--- Passage shown Enclosed Below ---

To make things much easier and less stressful for the people you value the most, there are steps you should take to best prepare your financial affairs for end of life. What legal documents should you have and why? Which professional advisors should you have and why? What other considerations should you make?
- A legal document that designates what happens to your property after you die, names guardians for minor children and names your Personal Representative (executor).
- Without a will, state law will dictate how your estate is to be distributed, which may be contrary to how you want your assets to be transferred.
- Keep the original in a secure place, like a safe deposit box. Your attorney should have a copy as should the person you have designated as your Personal Representative.
Durable Power of Attorney
- Delegates authority to an individual to act, while you are alive, on your behalf regarding legal and financial affairs.
Health Care Proxy
- Delegates authority to make medical decisions for you in the event you are incapacitated and unable to make these decisions on your own behalf.
Medical Directive/Living Will
- Documents your medical care wishes in case you are unable to speak for yourself due to a medical incident. It typically covers what measures you want or do not want taken to keep you alive.
- Trusts minimize your estate tax exposure, avoid probate court and cover other final wishes. An estate attorney can advise you on whether a trust should be part of your estate plan.
Estate/Elder Law Attorney
- These documents should be prepared by an attorney and we strongly recommend that you see an experienced estate law specialist.

--- End of Enclosed Passage shown ---
--- Given information Enclosed Below ---

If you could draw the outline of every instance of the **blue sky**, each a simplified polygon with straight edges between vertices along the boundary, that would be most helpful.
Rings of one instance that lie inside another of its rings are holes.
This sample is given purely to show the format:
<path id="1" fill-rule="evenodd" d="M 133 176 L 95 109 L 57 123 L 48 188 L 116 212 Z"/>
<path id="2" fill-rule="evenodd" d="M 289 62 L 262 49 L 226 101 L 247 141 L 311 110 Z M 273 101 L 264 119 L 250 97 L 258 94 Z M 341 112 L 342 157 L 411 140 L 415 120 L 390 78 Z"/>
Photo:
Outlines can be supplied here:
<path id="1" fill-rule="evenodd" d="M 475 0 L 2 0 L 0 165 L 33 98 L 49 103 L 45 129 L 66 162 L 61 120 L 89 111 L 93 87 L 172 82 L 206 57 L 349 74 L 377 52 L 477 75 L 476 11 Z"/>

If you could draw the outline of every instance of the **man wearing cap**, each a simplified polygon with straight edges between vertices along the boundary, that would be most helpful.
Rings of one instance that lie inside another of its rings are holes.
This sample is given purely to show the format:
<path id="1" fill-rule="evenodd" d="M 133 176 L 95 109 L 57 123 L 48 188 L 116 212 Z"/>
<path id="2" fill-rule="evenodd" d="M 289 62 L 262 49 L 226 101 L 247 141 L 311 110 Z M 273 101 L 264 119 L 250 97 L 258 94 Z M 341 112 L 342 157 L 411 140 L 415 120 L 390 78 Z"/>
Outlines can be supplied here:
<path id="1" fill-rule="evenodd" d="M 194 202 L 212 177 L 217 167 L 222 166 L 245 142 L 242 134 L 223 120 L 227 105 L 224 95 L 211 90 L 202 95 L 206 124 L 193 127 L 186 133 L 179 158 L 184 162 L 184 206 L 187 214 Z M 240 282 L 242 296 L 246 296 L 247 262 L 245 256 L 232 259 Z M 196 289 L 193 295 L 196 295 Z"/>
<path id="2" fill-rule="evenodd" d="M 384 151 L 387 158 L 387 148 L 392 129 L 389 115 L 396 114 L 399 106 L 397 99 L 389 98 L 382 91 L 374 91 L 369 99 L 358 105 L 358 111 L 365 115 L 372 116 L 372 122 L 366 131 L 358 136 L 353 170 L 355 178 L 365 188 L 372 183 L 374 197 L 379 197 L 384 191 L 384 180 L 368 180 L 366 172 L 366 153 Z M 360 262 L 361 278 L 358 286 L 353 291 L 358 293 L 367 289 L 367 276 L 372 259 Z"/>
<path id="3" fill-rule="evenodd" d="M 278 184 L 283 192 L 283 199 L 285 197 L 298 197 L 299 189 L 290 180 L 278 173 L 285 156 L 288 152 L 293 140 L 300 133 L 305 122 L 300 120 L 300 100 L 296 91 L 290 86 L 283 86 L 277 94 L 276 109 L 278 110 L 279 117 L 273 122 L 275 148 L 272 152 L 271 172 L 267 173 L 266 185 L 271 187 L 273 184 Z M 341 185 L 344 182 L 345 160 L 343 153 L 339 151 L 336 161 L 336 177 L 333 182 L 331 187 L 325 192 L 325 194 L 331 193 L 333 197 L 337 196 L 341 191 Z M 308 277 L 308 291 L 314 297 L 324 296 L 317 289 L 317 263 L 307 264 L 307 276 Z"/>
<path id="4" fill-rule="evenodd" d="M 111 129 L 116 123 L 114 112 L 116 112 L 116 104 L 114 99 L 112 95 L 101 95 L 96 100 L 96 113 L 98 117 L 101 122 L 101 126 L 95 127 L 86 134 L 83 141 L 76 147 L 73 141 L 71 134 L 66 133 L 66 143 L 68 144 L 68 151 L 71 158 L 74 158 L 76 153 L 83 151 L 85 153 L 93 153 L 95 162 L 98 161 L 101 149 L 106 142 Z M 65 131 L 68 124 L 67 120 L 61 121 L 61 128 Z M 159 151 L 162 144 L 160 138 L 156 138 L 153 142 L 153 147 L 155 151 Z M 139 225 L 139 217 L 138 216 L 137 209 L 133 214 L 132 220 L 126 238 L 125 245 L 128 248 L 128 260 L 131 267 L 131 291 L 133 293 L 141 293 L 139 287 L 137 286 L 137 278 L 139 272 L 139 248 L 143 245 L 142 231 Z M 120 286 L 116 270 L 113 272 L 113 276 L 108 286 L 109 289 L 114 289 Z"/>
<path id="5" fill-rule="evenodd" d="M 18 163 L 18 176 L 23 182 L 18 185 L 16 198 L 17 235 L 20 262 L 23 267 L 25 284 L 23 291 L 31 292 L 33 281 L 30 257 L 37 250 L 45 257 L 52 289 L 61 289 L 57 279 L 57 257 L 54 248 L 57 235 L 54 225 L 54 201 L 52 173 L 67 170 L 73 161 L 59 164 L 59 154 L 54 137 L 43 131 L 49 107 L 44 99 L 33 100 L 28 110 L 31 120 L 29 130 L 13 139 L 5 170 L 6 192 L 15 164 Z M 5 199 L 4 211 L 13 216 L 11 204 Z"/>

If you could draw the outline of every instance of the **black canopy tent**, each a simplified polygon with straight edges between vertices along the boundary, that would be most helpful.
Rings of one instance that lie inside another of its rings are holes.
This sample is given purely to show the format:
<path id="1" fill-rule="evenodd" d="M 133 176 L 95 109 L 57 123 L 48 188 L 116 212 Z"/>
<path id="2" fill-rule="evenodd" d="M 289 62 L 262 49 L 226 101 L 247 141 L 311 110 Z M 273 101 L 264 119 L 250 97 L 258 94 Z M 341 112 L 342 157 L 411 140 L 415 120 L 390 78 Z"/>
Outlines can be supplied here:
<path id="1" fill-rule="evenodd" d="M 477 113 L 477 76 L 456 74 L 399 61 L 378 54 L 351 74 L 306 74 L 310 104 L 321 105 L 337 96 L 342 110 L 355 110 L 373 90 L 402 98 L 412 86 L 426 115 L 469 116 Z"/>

--- End of Enclosed Given information ---
--- Given information Enclosed Below ---

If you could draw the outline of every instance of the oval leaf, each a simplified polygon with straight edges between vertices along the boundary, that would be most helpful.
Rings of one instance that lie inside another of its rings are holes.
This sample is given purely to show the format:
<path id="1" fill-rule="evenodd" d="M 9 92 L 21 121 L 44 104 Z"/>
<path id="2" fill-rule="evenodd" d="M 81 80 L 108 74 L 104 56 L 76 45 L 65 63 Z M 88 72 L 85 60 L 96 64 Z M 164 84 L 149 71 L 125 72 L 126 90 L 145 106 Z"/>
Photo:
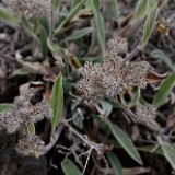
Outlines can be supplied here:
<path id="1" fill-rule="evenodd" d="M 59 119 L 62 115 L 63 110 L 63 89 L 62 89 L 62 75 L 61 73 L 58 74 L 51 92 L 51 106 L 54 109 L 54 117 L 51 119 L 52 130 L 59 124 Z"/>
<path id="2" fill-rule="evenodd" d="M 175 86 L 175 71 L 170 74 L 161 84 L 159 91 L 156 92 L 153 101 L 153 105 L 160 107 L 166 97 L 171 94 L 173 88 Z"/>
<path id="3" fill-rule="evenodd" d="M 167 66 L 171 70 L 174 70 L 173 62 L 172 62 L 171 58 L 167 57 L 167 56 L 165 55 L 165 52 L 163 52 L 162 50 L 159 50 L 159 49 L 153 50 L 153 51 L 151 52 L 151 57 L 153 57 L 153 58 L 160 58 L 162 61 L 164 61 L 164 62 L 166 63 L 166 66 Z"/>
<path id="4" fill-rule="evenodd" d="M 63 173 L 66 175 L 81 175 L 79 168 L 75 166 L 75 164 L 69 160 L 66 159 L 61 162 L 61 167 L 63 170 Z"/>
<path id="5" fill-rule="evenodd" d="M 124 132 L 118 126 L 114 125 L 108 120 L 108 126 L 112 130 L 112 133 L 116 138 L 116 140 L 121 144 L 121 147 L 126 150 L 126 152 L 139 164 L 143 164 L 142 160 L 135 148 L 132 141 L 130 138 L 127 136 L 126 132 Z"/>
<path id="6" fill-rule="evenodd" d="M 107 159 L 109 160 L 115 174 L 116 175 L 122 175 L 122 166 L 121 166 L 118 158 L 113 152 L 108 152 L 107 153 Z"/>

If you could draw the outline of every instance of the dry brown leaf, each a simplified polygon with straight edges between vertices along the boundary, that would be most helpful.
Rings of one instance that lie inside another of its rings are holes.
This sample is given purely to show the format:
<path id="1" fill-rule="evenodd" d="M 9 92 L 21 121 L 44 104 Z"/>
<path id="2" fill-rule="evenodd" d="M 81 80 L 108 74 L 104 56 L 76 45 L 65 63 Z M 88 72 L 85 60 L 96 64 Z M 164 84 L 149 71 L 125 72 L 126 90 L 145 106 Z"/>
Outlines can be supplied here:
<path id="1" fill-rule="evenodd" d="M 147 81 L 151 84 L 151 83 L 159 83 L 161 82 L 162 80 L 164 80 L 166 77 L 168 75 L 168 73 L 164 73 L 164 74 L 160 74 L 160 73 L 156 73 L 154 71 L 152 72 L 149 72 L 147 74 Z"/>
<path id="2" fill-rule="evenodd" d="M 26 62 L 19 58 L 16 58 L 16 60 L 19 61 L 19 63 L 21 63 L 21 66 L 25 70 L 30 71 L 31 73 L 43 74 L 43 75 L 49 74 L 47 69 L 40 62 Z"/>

--- End of Enclosed Given information ---
--- Given information Enclosed Below ---

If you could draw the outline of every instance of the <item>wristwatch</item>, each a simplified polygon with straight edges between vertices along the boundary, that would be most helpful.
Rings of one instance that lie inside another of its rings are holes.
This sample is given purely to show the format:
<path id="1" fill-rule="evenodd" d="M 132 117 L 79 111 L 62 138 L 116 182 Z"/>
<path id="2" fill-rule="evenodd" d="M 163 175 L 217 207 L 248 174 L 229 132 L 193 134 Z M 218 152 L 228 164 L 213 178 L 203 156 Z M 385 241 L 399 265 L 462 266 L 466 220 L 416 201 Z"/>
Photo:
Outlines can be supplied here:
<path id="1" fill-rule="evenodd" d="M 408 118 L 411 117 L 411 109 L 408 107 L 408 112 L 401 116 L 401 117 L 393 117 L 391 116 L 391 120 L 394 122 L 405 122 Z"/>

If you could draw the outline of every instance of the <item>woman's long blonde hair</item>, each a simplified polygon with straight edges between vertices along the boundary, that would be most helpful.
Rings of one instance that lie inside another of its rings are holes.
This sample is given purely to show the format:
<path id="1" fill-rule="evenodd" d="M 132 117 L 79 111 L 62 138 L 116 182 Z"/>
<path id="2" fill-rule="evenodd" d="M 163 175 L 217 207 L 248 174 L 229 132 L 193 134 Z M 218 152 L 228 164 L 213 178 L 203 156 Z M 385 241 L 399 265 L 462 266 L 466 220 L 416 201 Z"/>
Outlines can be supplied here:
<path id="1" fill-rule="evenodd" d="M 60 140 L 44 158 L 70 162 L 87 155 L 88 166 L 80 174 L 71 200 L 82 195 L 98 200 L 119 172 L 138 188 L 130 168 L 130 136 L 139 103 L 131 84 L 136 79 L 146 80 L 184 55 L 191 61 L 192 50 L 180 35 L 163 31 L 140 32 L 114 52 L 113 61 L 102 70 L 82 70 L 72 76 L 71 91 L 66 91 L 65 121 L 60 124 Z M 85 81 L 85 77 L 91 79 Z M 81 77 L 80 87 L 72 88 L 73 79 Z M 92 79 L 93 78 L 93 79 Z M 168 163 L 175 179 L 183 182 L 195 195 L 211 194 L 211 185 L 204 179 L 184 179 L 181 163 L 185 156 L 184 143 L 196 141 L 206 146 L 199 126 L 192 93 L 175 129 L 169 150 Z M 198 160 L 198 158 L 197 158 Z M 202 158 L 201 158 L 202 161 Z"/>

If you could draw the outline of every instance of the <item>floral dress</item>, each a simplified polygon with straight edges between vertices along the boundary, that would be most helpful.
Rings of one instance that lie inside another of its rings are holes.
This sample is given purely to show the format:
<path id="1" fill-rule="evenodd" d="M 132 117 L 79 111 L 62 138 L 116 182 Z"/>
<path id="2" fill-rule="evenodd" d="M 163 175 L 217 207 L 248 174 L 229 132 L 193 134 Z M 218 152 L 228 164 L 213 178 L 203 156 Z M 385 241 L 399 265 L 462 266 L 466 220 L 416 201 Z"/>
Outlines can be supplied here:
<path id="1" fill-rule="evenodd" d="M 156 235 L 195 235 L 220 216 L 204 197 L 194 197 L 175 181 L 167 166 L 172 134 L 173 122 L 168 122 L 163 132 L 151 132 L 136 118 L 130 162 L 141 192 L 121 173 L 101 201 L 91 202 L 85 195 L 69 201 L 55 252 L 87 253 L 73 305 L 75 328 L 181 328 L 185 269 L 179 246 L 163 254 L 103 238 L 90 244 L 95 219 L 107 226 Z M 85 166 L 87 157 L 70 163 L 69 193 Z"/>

--- End of Enclosed Given information ---

Work task 1: Repeat the part of the end-of-life planning passage that opens with the words containing "Medical Directive/Living Will" and closes with "estate law specialist.".
Work task 2: Summarize the end-of-life planning passage in two sentences.
The listing above is separate material, apart from the end-of-life planning passage.

Answer section 1:
Medical Directive/Living Will
- Documents your medical care wishes in case you are unable to speak for yourself due to a medical incident. It typically covers what measures you want or do not want taken to keep you alive.
- Trusts minimize your estate tax exposure, avoid probate court and cover other final wishes. An estate attorney can advise you on whether a trust should be part of your estate plan.
Estate/Elder Law Attorney
- These documents should be prepared by an attorney and we strongly recommend that you see an experienced estate law specialist.

Answer section 2: The end-of-life planning passage lists documents for preparing financial affairs for end of life: a will naming guardians and a Personal Representative, a durable power of attorney, a health care proxy, and a medical directive or living will, with trusts as a way to reduce estate tax exposure and avoid probate court. It recommends that an attorney prepare these documents, preferably an experienced estate law specialist.